WORK INSTRUCTIONS: Rewrite the lines between the one holding "of trees in" and the one holding "137 120 L 145", inclusive, switching "Kindly" to "Please" and keeping everything else unchanged. Leave the pictures out of your answer.
☆ ☆ ☆ ☆
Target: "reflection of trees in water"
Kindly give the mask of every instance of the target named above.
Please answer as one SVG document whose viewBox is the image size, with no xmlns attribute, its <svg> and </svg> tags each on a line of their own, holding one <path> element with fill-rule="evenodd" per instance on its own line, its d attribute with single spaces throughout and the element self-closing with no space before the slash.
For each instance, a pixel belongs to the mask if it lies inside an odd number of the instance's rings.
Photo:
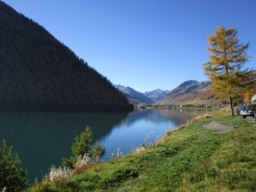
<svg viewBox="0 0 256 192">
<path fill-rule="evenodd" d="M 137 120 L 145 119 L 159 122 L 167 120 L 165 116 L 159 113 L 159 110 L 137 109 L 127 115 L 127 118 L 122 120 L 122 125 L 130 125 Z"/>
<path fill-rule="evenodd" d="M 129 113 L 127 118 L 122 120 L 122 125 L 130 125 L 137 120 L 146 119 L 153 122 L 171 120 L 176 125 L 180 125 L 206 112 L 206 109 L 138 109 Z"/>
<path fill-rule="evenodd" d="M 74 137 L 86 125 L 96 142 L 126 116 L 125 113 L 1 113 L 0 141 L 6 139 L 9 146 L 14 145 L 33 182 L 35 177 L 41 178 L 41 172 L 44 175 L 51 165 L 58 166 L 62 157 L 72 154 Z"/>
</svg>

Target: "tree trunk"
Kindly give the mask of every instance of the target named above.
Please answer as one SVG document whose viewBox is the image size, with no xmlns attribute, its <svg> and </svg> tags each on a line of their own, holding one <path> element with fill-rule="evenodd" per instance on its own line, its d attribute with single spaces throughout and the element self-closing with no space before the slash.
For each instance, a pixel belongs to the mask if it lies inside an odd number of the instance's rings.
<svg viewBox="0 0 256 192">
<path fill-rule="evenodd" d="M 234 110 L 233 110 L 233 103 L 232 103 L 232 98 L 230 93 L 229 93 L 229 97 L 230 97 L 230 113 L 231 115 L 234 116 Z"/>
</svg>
☆ ☆ ☆ ☆
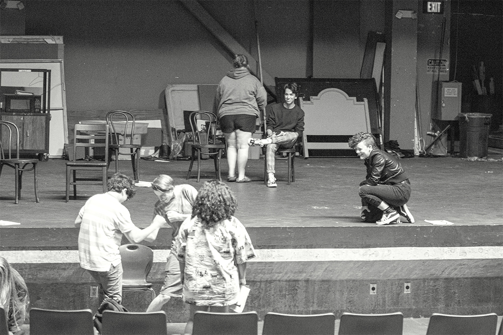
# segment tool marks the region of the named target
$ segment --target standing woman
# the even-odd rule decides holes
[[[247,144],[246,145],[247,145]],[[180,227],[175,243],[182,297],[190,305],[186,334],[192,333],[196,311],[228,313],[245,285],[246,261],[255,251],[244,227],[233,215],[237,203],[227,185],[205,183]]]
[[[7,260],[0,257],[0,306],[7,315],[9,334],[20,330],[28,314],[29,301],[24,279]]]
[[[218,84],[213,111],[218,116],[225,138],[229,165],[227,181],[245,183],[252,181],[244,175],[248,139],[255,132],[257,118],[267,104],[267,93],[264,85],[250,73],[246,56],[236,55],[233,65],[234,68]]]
☆ ☆ ☆ ☆
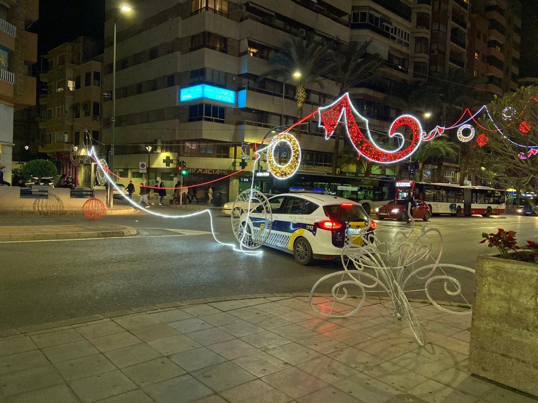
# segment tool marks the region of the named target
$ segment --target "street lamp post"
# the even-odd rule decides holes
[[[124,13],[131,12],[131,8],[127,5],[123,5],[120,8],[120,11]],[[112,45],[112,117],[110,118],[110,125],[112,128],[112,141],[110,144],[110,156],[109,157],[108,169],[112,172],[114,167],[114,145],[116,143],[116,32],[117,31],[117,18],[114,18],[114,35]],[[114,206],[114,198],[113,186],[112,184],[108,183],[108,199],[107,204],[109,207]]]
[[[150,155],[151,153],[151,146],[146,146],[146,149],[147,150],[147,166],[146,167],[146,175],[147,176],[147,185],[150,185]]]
☆ ☆ ☆ ☆
ANSWER TO THE TASK:
Target: "reflection of trees in water"
Please give the mask of every instance of the target named above.
Please answer as one SVG document whose viewBox is the image size, with no xmlns attribute, its <svg> and </svg> tags each on a line of their own, holding one <path> element with fill-rule="evenodd" per instance on its own line, its d attribute with single spaces throughout and the element self-closing with no space before the slash.
For each instance, a pixel belongs to the mask if it lies inside an odd number of the instance's rings.
Photo:
<svg viewBox="0 0 256 192">
<path fill-rule="evenodd" d="M 137 120 L 145 119 L 159 122 L 167 120 L 165 116 L 159 113 L 159 110 L 137 109 L 127 115 L 127 118 L 122 120 L 122 125 L 130 125 Z"/>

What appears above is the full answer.